Page:
We conducted both internal (within-method) and cross-method comparisons to assess the feasibility, applicability, and robustness of the proposed decision-making framework. The internal comparison evaluates the impact of including reading experience factors and compares expert evaluations with student evaluations. The cross-method analysis compares the rankings generated by our framework with those produced by individual state-of-the-art multi-attribute decisionmaking methods.
The internal comparison examined the effect of incorporating reading experience into the ranking process and the influence of using expert versus student evaluations. First, we calculated text difficulty (vocabulary, syntax, and structure) for the 12 books using the Weighted Sum Technique for Fuzzy Ranking (WSTF’s Rank) readability formula (Paul et al., 2021) and the Lexile assessment tool, producing a baseline ranking. Next, we generate a second ranking by excluding expert evaluations, denoted as the “Remove” ranking. Finally, we replaced expert evaluations with assessments from 50 students at the Shanghai University of Science and Technology’s affiliated primary and secondary schools, resulting in the “Exchange” ranking based on student input on the qualitative criteria for each book. Figure 3 displays these rankings, while Figure 4 illustrates the correlation between them and the authoritative “Guide” ranking, using Kendall’s tau to measure consistency.

Challenge: Write out the part of the passage on comparing book rankings that starts with "We conducted both" and goes on through "multi-attribute decisionmaking methods.". The records that follow are separate material with no connection to the passage on comparing book rankings.

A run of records
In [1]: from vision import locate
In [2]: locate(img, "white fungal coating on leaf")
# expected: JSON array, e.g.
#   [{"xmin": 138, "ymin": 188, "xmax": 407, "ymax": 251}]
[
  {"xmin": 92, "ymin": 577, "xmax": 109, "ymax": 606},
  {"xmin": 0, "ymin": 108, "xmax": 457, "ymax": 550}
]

Response to this exercise:
We conducted both internal (within-method) and cross-method comparisons to assess the feasibility, applicability, and robustness of the proposed decision-making framework. The internal comparison evaluates the impact of including reading experience factors and compares expert evaluations with student evaluations. The cross-method analysis compares the rankings generated by our framework with those produced by individual state-of-the-art multi-attribute decisionmaking methods.